What to do:
Extract each line from the records below that contains the word "wooden", and reproduce those lines unchanged. Treat uppercase and lowercase letters as distinct.

---*---

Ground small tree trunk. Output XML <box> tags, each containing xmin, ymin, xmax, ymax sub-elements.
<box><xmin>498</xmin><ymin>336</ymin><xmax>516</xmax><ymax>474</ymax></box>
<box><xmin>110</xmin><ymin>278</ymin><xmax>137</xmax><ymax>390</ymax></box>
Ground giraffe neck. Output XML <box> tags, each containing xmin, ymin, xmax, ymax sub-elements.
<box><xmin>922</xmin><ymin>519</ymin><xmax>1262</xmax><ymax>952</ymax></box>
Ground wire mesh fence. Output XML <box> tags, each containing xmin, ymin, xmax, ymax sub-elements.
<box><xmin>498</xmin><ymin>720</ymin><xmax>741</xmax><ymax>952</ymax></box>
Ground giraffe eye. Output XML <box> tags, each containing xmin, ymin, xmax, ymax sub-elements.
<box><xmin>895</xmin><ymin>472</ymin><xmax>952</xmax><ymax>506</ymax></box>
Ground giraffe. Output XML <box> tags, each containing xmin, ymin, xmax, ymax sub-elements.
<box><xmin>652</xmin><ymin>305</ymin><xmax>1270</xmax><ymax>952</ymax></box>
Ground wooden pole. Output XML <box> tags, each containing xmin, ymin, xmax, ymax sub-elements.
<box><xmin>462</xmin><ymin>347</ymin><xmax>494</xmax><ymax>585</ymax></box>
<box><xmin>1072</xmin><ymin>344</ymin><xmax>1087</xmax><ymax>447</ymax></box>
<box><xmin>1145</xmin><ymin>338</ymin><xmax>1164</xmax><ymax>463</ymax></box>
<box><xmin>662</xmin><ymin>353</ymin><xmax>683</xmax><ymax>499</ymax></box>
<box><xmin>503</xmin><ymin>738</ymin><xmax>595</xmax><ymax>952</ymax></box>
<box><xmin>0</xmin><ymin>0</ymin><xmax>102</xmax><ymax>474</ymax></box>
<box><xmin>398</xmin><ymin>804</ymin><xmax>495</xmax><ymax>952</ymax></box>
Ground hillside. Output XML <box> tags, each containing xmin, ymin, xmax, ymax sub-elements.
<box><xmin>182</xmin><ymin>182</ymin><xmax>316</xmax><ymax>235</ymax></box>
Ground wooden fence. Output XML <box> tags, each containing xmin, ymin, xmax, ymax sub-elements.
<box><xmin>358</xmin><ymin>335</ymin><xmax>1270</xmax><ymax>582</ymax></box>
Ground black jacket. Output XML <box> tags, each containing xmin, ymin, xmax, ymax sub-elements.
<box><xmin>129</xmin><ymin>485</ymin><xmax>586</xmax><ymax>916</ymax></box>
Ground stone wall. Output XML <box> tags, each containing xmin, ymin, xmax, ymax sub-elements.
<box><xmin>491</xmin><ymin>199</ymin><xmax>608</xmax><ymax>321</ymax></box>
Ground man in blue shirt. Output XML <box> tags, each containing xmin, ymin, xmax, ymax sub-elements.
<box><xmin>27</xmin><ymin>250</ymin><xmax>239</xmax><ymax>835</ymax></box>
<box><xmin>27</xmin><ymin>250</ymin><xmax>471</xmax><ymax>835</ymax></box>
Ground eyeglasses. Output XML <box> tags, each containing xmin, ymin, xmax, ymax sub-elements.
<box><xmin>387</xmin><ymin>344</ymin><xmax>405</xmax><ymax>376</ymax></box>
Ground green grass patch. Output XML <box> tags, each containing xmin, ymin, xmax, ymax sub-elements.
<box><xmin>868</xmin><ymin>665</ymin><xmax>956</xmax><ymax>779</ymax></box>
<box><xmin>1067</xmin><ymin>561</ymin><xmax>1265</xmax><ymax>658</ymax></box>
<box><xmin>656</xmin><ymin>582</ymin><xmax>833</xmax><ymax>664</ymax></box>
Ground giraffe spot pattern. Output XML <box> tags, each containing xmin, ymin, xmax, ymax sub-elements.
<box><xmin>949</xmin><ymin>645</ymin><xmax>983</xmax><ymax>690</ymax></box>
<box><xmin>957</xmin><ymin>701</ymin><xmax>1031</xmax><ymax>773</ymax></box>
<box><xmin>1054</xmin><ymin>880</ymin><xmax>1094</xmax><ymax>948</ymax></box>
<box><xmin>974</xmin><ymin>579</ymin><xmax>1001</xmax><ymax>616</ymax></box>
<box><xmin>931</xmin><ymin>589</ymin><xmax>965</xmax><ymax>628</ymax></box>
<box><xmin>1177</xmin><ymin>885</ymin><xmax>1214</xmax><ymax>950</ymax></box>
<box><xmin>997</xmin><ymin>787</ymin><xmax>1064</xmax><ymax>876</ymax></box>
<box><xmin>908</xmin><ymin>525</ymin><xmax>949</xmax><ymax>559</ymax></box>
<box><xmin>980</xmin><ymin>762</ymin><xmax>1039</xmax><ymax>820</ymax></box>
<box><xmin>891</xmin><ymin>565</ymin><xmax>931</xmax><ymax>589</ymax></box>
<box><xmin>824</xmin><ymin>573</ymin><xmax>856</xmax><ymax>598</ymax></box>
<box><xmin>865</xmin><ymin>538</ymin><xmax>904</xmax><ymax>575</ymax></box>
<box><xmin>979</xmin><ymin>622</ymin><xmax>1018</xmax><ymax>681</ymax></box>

---*---

Task solution:
Ground wooden pole. Output XML <box> tags, each containing xmin, ymin, xmax, ymax sub-elements.
Ground wooden fence. Output XML <box> tags, each containing xmin, ymin, xmax, ymax sub-elements.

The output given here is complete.